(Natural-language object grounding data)
━━━━━━
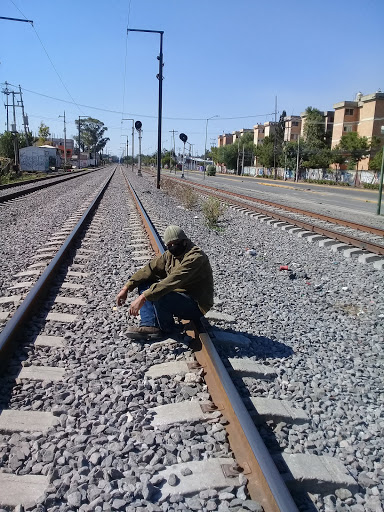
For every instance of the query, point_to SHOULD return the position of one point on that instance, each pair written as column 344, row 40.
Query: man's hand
column 122, row 296
column 136, row 305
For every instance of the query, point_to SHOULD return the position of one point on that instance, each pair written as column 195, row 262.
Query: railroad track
column 355, row 240
column 24, row 189
column 254, row 464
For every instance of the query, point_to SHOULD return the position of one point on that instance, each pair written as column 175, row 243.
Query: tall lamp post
column 65, row 143
column 381, row 178
column 160, row 78
column 133, row 137
column 79, row 140
column 206, row 134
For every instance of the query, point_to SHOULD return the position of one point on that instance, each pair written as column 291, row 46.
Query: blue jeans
column 160, row 313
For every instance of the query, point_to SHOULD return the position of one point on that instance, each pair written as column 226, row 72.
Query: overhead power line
column 139, row 115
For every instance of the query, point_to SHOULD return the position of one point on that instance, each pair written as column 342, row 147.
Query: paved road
column 358, row 205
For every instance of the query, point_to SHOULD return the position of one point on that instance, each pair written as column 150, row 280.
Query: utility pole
column 25, row 118
column 173, row 135
column 65, row 143
column 274, row 142
column 133, row 138
column 298, row 158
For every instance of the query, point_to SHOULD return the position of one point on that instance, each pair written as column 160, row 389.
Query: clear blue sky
column 221, row 58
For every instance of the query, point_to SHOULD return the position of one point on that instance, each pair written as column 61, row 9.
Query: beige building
column 292, row 128
column 365, row 116
column 224, row 140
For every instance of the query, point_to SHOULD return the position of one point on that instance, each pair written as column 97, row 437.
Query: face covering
column 177, row 249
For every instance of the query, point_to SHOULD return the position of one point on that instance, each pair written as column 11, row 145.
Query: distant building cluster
column 365, row 116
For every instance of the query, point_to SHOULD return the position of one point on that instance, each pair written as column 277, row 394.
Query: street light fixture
column 160, row 78
column 381, row 177
column 65, row 144
column 133, row 138
column 79, row 142
column 206, row 134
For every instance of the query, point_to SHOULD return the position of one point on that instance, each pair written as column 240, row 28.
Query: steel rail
column 19, row 193
column 265, row 483
column 347, row 239
column 45, row 178
column 333, row 220
column 16, row 324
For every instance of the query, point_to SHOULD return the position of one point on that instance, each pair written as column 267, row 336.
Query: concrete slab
column 353, row 252
column 60, row 299
column 369, row 258
column 216, row 315
column 72, row 286
column 229, row 338
column 305, row 234
column 340, row 247
column 277, row 410
column 44, row 373
column 180, row 412
column 327, row 242
column 167, row 369
column 50, row 341
column 23, row 490
column 34, row 272
column 378, row 265
column 11, row 298
column 245, row 367
column 71, row 273
column 26, row 421
column 315, row 474
column 295, row 230
column 141, row 258
column 206, row 474
column 22, row 284
column 43, row 256
column 61, row 317
column 40, row 264
column 316, row 238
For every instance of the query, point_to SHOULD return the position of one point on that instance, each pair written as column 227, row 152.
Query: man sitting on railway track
column 178, row 283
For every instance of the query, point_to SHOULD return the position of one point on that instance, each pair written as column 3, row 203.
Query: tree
column 314, row 128
column 375, row 162
column 43, row 134
column 91, row 134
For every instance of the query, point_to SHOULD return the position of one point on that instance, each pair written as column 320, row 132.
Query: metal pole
column 297, row 161
column 380, row 184
column 160, row 77
column 139, row 170
column 79, row 146
column 65, row 144
column 182, row 165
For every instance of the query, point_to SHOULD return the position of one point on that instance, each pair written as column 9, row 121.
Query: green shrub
column 212, row 210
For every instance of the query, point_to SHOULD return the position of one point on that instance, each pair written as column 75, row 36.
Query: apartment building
column 292, row 128
column 365, row 116
column 224, row 140
column 328, row 115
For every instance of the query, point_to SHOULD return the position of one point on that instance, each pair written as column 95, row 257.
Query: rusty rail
column 265, row 483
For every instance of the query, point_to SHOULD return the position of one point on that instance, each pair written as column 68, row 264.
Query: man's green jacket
column 190, row 273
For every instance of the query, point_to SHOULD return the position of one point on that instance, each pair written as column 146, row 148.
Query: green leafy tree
column 314, row 128
column 91, row 134
column 375, row 162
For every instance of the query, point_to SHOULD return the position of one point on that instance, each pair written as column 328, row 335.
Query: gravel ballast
column 321, row 331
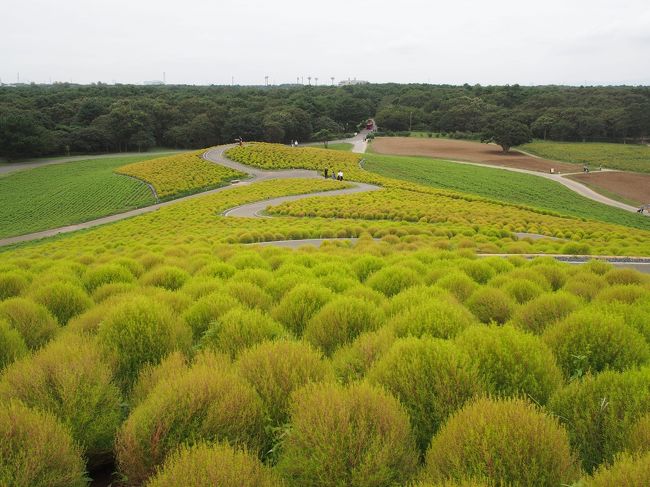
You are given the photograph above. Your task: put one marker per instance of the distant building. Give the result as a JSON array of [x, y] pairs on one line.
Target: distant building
[[350, 82]]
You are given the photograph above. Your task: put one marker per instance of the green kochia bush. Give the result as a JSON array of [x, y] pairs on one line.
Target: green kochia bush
[[431, 377], [509, 441], [357, 436], [33, 321], [70, 379], [590, 340], [63, 300], [239, 329], [340, 321], [209, 465], [299, 305], [512, 362], [627, 470], [210, 403], [140, 332], [12, 345], [36, 450], [600, 411]]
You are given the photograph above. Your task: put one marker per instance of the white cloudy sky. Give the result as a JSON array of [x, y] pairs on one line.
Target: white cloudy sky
[[211, 41]]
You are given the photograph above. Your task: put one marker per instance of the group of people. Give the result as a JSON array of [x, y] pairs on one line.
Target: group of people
[[337, 176]]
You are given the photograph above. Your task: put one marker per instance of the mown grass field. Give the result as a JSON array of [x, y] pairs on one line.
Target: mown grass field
[[500, 185], [72, 192], [408, 359], [625, 157]]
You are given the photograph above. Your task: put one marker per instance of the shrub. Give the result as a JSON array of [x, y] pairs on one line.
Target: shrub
[[12, 345], [140, 332], [33, 321], [600, 411], [491, 305], [239, 329], [340, 321], [537, 314], [278, 368], [352, 361], [106, 274], [431, 378], [393, 279], [63, 300], [36, 450], [208, 465], [440, 319], [206, 310], [203, 404], [167, 277], [457, 283], [12, 283], [511, 362], [70, 379], [300, 304], [355, 436], [509, 441], [627, 470], [590, 341]]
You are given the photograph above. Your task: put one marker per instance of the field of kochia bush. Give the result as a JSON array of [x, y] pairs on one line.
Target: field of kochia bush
[[162, 345]]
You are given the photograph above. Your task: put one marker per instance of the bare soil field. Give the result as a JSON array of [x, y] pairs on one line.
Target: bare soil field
[[634, 187], [461, 150]]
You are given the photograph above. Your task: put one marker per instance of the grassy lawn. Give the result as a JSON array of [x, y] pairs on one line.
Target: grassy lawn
[[500, 185], [612, 156], [63, 194]]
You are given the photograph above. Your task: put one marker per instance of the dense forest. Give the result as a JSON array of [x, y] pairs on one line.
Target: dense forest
[[62, 118]]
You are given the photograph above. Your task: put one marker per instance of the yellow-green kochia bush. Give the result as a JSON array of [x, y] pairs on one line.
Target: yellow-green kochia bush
[[70, 378], [209, 465], [340, 321], [512, 362], [207, 403], [33, 321], [627, 470], [138, 332], [278, 368], [432, 378], [36, 450], [355, 436], [600, 411], [509, 441]]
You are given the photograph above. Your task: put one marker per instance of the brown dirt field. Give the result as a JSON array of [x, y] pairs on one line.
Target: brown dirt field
[[631, 186], [462, 150]]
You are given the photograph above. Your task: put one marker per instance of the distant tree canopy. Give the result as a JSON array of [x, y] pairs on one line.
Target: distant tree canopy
[[42, 120]]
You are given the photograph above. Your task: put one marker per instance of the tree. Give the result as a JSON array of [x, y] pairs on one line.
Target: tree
[[507, 133]]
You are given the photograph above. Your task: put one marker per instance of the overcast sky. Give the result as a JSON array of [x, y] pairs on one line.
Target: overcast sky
[[574, 42]]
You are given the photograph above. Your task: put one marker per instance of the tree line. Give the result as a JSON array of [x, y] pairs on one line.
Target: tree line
[[63, 118]]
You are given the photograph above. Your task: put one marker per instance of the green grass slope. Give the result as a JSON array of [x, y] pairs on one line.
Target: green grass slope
[[500, 185], [63, 194], [611, 156]]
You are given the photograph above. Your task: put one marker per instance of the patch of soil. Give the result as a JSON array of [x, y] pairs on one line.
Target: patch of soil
[[462, 150], [632, 186]]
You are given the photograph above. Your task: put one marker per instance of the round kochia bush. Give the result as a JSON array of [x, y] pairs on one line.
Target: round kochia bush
[[140, 332], [512, 362], [431, 377], [340, 321], [70, 379], [509, 441], [278, 368], [590, 340], [600, 411], [33, 321], [355, 436], [206, 403], [36, 450], [209, 465]]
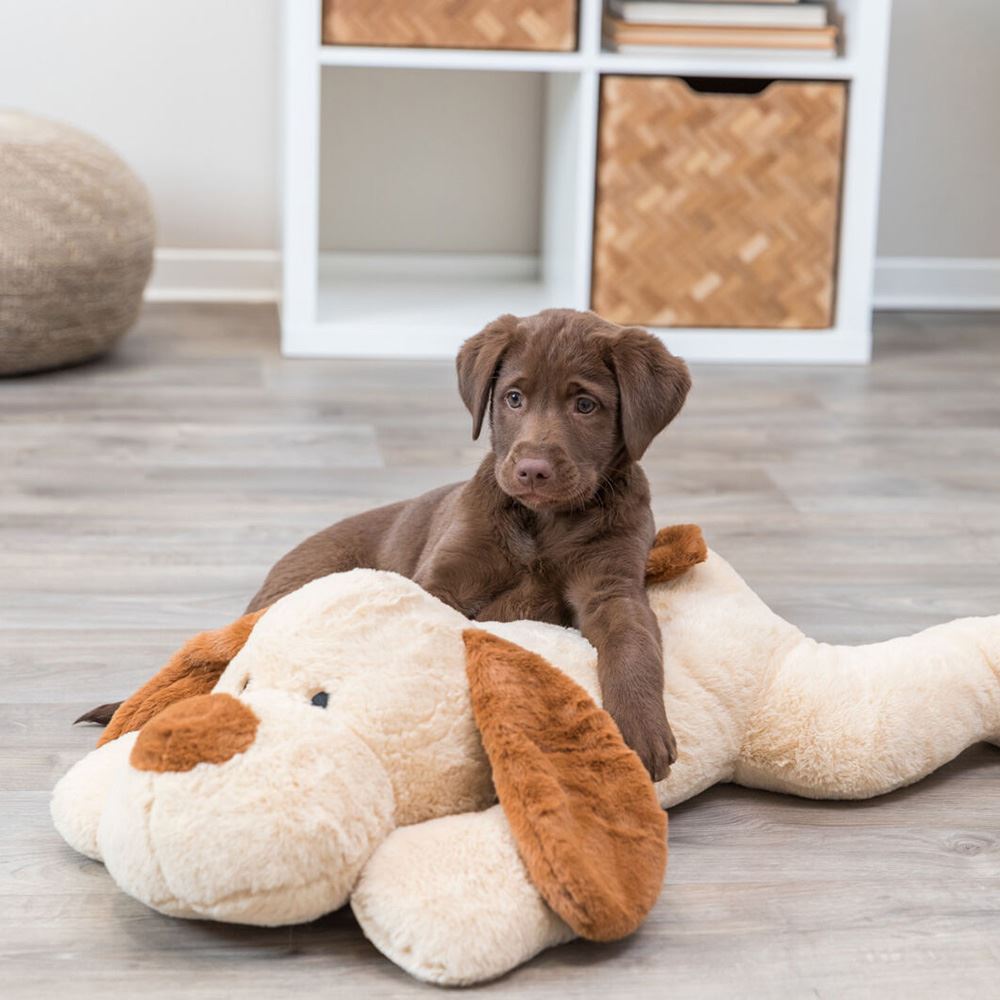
━━━━━━
ACTIVITY
Would you print, exactly as written, every line above from the one holding "of the group" through the one holding "of the shrub.", with both included and no other lines?

ANSWER SPACE
You are given the photograph above. Your task: put one marker per instance of the group of people. Give the result as a JSON array of [x, y] pairs on one line.
Target: group of people
[[337, 176]]
You are given the photograph above. Your task: put one marker per instance of the mown grass field. Give the result as a JSON array of [x, y] pairs on one line.
Target: mown grass field
[[500, 185], [72, 192], [408, 359], [625, 157]]
You are given the photograph above. Your task: put one marker per instance of the shrub. Give the result as a JSON array of [x, y] pairs on one line.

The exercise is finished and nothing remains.